→ **TASK REQUIREMENTS**
Convert the stretch from the line that contains "Each <instance> block" through the line that contains "box: [23, 72, 31, 78]" into a JSON list of strings, one string per line, omitting blank lines.
--- DATA LISTING Enclosed Below ---
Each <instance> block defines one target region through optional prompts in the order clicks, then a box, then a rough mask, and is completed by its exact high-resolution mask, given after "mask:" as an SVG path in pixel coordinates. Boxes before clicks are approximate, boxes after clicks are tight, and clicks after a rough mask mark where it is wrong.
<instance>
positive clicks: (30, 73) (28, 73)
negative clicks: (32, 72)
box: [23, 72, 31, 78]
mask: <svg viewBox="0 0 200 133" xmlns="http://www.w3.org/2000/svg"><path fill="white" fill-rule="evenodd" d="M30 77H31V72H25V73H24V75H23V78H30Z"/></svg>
--- End of Enclosed DATA LISTING ---
--- DATA LISTING Enclosed Below ---
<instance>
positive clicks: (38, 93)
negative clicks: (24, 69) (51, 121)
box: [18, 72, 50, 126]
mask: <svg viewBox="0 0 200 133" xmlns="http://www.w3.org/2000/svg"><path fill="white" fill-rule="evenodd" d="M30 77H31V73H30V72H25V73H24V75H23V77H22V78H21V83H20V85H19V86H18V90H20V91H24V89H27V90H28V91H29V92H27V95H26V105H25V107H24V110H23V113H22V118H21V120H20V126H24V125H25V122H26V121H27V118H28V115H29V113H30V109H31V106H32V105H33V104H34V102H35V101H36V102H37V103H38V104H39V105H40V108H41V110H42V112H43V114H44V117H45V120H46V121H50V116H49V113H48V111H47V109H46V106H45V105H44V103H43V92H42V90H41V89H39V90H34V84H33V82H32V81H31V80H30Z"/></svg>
--- End of Enclosed DATA LISTING ---
--- DATA LISTING Enclosed Below ---
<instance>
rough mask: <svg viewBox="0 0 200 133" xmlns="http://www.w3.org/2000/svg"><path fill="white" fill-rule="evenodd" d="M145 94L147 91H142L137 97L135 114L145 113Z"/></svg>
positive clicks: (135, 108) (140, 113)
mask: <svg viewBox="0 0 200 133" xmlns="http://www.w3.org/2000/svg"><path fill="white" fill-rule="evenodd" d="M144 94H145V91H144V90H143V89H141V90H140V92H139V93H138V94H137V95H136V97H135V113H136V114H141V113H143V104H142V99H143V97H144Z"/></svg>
--- End of Enclosed DATA LISTING ---
→ **SOLUTION BELOW**
[
  "Each <instance> block defines one target region through optional prompts in the order clicks, then a box, then a rough mask, and is completed by its exact high-resolution mask, given after \"mask:\" as an SVG path in pixel coordinates. Boxes before clicks are approximate, boxes after clicks are tight, and clicks after a rough mask mark where it is wrong.",
  "<instance>",
  "positive clicks: (30, 73) (28, 73)",
  "negative clicks: (32, 72)",
  "box: [23, 72, 31, 78]"
]